List each line in the rows below that contains the word "Target".
═══ Data for this exercise
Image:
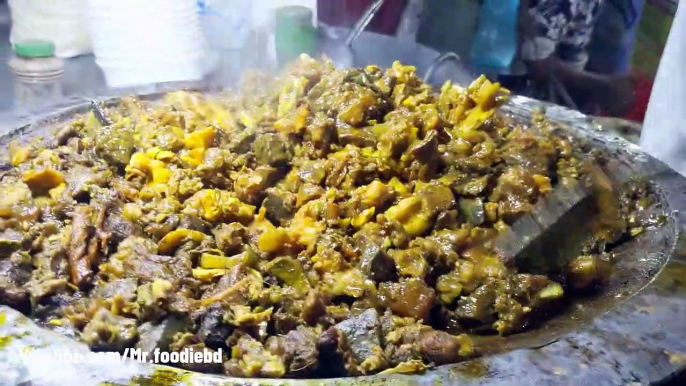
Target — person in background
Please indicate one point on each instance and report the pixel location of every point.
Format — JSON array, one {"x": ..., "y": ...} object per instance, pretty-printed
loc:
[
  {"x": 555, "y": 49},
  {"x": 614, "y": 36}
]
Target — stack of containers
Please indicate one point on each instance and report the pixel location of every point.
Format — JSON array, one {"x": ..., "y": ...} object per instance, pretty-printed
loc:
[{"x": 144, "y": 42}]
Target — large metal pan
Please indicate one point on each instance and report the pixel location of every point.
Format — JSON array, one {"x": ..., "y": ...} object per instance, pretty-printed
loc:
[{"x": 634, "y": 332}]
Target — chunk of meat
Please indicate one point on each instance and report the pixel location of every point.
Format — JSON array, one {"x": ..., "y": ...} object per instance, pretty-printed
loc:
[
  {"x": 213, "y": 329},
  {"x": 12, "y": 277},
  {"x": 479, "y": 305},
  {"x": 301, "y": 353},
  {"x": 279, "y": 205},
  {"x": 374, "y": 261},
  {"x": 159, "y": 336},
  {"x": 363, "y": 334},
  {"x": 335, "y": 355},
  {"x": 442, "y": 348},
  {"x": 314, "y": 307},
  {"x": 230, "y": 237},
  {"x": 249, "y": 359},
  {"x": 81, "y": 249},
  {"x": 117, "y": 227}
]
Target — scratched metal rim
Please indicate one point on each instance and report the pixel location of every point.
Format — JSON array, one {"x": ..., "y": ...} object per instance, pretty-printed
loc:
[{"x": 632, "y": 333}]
══════
═══ Data for this exercise
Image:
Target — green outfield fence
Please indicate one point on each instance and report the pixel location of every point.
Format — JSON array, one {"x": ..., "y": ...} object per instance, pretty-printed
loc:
══════
> Task solution
Target — person in background
Target — stack of containers
Target — large metal pan
Target — chunk of meat
Target — scratched metal rim
Target — green outfield fence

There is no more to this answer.